What to work on:
In the records below, find the line that contains "in tan pants" and repeat it, along with each line after it, exactly as written.
*** Opening of The data ***
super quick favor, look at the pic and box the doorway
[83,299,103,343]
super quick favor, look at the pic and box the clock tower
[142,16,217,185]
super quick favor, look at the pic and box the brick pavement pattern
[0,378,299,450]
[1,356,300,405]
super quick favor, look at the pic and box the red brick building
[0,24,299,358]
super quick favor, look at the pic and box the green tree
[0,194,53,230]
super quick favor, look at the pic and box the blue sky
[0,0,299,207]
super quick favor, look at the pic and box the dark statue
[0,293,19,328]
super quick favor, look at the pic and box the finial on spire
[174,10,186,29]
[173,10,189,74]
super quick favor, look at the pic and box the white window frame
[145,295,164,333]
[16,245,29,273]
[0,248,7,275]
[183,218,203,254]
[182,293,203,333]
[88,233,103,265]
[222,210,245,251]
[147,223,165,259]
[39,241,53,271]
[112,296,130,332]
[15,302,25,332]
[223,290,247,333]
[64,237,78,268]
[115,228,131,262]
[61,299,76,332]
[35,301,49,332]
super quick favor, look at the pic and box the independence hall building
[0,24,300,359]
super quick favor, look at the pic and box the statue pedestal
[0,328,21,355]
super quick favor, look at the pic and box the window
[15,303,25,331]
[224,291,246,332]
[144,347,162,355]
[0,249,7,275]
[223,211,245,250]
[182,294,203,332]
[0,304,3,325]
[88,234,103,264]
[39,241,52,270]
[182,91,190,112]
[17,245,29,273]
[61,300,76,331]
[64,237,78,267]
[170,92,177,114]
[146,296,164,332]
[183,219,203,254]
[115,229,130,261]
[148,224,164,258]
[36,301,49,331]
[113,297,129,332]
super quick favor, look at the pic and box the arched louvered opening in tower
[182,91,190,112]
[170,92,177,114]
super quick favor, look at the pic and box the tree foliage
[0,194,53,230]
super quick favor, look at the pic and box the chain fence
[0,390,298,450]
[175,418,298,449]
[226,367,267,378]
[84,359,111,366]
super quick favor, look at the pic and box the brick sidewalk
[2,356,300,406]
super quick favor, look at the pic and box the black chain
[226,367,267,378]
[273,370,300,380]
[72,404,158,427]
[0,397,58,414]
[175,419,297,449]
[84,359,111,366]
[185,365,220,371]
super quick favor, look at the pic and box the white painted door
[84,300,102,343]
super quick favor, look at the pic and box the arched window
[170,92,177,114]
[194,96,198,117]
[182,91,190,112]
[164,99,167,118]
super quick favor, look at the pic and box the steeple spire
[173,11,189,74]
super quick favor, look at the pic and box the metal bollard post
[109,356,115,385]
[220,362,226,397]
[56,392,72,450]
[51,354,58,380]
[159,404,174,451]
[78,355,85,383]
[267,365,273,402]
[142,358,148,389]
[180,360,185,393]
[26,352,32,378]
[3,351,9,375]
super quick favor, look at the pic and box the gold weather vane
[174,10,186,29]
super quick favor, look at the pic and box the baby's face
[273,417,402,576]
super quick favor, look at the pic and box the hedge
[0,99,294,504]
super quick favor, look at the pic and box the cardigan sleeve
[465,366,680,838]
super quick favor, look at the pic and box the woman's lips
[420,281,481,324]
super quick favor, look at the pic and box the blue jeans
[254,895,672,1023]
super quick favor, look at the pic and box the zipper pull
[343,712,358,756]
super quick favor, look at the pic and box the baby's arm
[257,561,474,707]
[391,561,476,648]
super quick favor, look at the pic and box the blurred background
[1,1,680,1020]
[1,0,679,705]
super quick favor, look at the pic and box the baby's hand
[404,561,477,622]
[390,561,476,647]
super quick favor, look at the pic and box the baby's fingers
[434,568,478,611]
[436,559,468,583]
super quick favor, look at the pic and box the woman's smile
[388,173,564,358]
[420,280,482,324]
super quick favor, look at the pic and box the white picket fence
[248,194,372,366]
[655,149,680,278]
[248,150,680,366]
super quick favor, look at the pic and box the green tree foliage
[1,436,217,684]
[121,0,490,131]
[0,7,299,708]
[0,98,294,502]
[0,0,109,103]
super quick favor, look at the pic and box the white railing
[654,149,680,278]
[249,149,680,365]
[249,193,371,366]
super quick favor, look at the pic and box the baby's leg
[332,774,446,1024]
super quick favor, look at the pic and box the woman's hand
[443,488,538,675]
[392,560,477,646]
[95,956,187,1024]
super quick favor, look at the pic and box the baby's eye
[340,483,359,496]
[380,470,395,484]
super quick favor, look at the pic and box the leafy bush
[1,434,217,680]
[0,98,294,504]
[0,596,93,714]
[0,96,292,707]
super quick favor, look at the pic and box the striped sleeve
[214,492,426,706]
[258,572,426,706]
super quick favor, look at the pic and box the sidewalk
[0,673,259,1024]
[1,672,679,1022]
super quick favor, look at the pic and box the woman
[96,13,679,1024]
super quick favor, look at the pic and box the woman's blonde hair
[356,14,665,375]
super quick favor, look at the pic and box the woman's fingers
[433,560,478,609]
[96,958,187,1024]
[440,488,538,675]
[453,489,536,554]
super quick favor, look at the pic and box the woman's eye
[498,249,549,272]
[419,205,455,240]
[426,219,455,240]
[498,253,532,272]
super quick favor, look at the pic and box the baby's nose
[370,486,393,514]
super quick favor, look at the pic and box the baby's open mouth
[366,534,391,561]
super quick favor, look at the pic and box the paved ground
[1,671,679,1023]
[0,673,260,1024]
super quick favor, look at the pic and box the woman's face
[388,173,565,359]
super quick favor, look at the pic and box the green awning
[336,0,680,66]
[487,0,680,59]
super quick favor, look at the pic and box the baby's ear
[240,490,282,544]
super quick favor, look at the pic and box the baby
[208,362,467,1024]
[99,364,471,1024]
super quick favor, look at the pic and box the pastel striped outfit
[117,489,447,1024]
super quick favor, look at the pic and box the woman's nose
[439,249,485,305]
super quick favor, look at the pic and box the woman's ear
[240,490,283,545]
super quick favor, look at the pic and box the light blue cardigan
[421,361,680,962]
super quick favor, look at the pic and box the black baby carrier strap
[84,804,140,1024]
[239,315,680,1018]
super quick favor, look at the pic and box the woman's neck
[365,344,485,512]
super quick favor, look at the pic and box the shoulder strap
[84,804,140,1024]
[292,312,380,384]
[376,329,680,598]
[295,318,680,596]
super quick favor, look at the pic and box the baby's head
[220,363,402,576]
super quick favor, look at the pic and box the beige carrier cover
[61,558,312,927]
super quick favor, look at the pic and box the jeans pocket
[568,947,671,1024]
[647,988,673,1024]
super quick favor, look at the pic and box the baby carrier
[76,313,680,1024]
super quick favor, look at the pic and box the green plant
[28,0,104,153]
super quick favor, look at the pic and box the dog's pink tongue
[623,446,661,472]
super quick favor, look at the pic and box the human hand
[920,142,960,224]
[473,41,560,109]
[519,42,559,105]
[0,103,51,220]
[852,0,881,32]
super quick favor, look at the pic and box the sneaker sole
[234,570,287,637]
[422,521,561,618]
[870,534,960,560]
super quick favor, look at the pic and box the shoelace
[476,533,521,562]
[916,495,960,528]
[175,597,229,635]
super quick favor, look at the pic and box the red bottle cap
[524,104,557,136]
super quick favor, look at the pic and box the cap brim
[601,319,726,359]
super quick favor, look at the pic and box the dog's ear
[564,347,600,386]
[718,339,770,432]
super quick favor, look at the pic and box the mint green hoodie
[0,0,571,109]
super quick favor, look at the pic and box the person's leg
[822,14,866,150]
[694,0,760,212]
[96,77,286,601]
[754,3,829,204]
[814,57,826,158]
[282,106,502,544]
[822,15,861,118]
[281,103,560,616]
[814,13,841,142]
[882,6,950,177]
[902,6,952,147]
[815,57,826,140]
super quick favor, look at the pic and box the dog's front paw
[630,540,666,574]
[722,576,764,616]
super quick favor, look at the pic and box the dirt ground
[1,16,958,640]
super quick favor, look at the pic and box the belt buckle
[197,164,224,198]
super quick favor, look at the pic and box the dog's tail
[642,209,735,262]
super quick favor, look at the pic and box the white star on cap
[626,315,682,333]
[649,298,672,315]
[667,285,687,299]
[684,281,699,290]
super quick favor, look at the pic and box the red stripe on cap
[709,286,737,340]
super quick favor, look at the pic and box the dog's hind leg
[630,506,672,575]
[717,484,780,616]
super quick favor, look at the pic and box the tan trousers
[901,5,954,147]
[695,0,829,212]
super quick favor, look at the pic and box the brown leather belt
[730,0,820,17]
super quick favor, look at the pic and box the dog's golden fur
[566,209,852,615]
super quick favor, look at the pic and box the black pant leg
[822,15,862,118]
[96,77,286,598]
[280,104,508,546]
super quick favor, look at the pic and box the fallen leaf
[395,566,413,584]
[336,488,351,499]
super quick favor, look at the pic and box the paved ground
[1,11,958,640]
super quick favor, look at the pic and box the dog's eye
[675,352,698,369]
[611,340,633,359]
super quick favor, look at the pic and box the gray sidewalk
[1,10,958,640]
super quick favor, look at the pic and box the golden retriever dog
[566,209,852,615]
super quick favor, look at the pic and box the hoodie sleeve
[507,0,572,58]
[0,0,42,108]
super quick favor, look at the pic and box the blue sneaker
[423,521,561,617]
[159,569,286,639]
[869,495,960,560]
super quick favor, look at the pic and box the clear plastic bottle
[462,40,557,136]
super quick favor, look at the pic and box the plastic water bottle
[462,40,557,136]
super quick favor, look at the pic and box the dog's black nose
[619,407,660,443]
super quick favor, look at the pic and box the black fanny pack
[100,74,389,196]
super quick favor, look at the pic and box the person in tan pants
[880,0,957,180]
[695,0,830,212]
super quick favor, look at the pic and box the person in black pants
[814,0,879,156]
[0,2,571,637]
*** Close of The data ***
Response to this exercise:
super quick favor, look at the pic and box the person in tan pants
[880,0,957,180]
[695,0,830,212]
super quick favor, look at the pic and box the person in black pants
[814,0,879,156]
[0,2,571,637]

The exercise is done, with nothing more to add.